*Goal of the exercise*: Copy the lines verbatim, beginning with the line that contains "Give the mask of every instance of the straw" and ending with the line that contains "174 105 L 176", including both of those lines.

*Records supplied*:
------------

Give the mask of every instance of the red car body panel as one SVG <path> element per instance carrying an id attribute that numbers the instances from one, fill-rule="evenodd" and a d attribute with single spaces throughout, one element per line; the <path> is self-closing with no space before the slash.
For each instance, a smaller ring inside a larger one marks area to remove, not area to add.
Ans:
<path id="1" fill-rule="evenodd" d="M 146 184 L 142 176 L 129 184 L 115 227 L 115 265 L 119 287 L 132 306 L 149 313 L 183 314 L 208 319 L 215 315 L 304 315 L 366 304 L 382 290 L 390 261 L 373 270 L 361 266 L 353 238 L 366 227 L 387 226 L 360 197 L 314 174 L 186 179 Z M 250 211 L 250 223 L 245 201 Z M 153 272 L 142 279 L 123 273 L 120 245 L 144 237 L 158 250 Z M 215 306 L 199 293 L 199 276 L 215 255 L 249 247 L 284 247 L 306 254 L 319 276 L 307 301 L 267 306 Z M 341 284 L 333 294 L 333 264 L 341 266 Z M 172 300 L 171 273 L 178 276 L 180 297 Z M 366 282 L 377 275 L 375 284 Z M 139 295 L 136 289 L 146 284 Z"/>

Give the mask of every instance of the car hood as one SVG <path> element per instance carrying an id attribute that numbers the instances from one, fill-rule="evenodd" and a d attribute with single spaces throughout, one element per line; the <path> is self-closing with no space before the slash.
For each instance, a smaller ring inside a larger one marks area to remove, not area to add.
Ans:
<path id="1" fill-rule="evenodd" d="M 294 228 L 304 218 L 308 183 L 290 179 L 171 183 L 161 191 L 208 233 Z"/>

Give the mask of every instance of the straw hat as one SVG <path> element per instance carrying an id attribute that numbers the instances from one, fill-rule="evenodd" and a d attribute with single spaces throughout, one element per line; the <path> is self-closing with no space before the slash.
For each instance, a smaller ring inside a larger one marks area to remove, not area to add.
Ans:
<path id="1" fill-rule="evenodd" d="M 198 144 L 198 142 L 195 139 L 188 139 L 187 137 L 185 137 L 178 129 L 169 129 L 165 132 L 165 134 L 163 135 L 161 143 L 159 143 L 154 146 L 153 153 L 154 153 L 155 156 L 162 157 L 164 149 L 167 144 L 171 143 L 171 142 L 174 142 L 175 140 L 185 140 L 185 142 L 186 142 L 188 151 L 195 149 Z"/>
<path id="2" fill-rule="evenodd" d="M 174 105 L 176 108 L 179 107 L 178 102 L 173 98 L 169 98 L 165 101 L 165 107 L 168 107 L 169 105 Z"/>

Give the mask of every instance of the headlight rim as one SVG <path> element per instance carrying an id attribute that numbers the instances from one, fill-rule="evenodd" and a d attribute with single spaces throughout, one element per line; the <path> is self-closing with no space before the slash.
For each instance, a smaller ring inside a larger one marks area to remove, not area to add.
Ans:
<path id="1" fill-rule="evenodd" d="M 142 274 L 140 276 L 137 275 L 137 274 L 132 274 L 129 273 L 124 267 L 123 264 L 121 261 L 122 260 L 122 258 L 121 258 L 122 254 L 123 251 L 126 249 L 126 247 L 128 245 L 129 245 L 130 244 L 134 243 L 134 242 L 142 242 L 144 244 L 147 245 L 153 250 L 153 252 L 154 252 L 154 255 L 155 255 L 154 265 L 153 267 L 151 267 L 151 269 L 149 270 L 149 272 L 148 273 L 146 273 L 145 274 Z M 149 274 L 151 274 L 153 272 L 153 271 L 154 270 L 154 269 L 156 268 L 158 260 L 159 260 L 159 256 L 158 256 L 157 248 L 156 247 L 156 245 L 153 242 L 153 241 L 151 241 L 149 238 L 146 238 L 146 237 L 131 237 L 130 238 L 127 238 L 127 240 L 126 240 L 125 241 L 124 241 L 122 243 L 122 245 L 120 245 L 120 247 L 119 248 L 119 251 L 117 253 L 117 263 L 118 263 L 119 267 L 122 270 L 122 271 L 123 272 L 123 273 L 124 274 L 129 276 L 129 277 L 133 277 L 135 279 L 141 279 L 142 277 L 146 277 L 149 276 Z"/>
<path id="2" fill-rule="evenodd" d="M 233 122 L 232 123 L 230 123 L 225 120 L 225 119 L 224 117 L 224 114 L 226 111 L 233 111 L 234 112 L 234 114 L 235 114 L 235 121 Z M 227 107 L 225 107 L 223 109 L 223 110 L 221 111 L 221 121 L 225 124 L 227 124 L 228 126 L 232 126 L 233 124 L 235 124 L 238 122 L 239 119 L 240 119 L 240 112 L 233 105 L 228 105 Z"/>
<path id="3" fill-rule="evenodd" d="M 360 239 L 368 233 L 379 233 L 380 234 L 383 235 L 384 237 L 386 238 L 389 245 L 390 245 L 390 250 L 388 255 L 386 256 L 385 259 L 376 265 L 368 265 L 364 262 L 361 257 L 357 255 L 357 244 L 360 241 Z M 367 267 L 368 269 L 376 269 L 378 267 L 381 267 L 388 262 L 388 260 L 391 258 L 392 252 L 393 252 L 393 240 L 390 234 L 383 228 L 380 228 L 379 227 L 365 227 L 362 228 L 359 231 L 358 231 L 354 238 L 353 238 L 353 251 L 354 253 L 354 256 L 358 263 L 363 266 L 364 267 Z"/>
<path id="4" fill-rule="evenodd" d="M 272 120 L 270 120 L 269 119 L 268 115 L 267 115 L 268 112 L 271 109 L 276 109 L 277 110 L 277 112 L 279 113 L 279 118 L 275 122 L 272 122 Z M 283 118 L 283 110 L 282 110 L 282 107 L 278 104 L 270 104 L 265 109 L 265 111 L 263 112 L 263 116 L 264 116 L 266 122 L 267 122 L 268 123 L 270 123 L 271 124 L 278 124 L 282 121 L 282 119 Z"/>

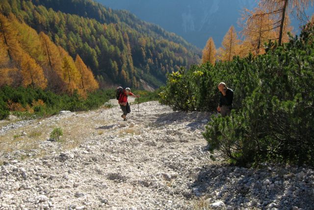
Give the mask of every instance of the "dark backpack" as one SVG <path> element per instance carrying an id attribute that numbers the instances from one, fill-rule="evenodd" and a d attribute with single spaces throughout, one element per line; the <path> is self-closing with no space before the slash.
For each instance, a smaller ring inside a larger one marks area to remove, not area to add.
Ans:
<path id="1" fill-rule="evenodd" d="M 116 97 L 117 98 L 117 100 L 119 100 L 121 95 L 121 93 L 124 90 L 123 88 L 122 87 L 119 87 L 117 88 L 117 90 L 116 91 Z"/>

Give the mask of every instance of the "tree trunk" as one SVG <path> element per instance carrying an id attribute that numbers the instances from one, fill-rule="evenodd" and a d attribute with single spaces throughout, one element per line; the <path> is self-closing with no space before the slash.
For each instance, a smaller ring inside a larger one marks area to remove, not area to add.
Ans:
<path id="1" fill-rule="evenodd" d="M 29 73 L 30 74 L 30 78 L 31 79 L 31 85 L 33 86 L 33 89 L 35 89 L 35 85 L 34 84 L 34 80 L 33 79 L 33 74 L 31 73 L 31 70 L 30 70 L 30 67 L 29 67 L 29 63 L 28 63 L 28 71 L 29 71 Z"/>
<path id="2" fill-rule="evenodd" d="M 47 55 L 48 55 L 48 60 L 49 60 L 49 65 L 50 66 L 50 69 L 52 71 L 52 65 L 51 64 L 51 60 L 50 60 L 50 54 L 49 54 L 49 51 L 48 50 L 48 46 L 47 46 L 47 43 L 46 41 L 46 39 L 45 38 L 44 38 L 44 41 L 45 41 L 45 46 L 46 46 L 46 49 L 47 51 Z"/>
<path id="3" fill-rule="evenodd" d="M 232 35 L 233 35 L 233 30 L 231 30 L 231 34 L 230 34 L 230 46 L 229 49 L 229 58 L 228 60 L 230 61 L 231 60 L 231 47 L 232 46 Z"/>
<path id="4" fill-rule="evenodd" d="M 283 39 L 283 32 L 284 31 L 284 27 L 285 25 L 285 20 L 286 17 L 286 10 L 287 10 L 287 7 L 288 5 L 288 0 L 285 0 L 285 4 L 283 7 L 282 16 L 281 18 L 281 22 L 280 23 L 280 31 L 279 31 L 279 40 L 278 41 L 278 44 L 279 46 L 281 46 L 282 40 Z"/>
<path id="5" fill-rule="evenodd" d="M 80 63 L 78 61 L 78 67 L 79 68 L 79 73 L 80 73 L 80 80 L 82 81 L 82 86 L 83 87 L 83 90 L 85 90 L 85 88 L 84 88 L 84 83 L 83 82 L 83 74 L 82 73 L 82 70 L 80 68 Z"/>
<path id="6" fill-rule="evenodd" d="M 211 56 L 211 42 L 209 43 L 209 62 L 211 63 L 211 60 L 210 57 Z"/>
<path id="7" fill-rule="evenodd" d="M 10 60 L 12 60 L 12 57 L 11 56 L 11 54 L 10 54 L 10 51 L 9 50 L 8 42 L 6 41 L 6 37 L 5 37 L 5 33 L 4 33 L 4 30 L 3 30 L 3 28 L 2 26 L 0 26 L 0 29 L 1 29 L 1 30 L 2 31 L 2 33 L 3 35 L 3 38 L 4 39 L 4 43 L 5 43 L 5 45 L 6 45 L 7 47 L 8 47 L 7 51 L 8 51 L 8 55 L 9 55 L 9 58 L 10 58 Z"/>

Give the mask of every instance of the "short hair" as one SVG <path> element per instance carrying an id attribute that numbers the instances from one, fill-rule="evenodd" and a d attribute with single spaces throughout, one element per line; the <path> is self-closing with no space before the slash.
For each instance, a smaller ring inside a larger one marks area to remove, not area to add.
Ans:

------------

*Output for this task*:
Give the mask of every instance of the straw hat as one SVG <path> element per instance carrying an id attribute that numbers the instances from one, fill-rule="evenodd" and a d attribute with single spaces throughout, one element per line; the <path> is self-closing with no space before the slash.
For each instance, a smaller ring inside a larger one marks area to remove, not area to add.
Ans:
<path id="1" fill-rule="evenodd" d="M 198 144 L 198 142 L 195 139 L 188 139 L 187 137 L 185 137 L 178 129 L 169 129 L 165 132 L 165 134 L 163 135 L 161 143 L 159 143 L 154 146 L 153 153 L 154 153 L 155 156 L 162 157 L 164 149 L 167 144 L 171 143 L 171 142 L 174 142 L 175 140 L 185 140 L 185 142 L 186 142 L 188 151 L 195 149 Z"/>
<path id="2" fill-rule="evenodd" d="M 174 105 L 176 108 L 179 107 L 178 102 L 173 98 L 169 98 L 165 101 L 165 107 L 168 107 L 169 105 Z"/>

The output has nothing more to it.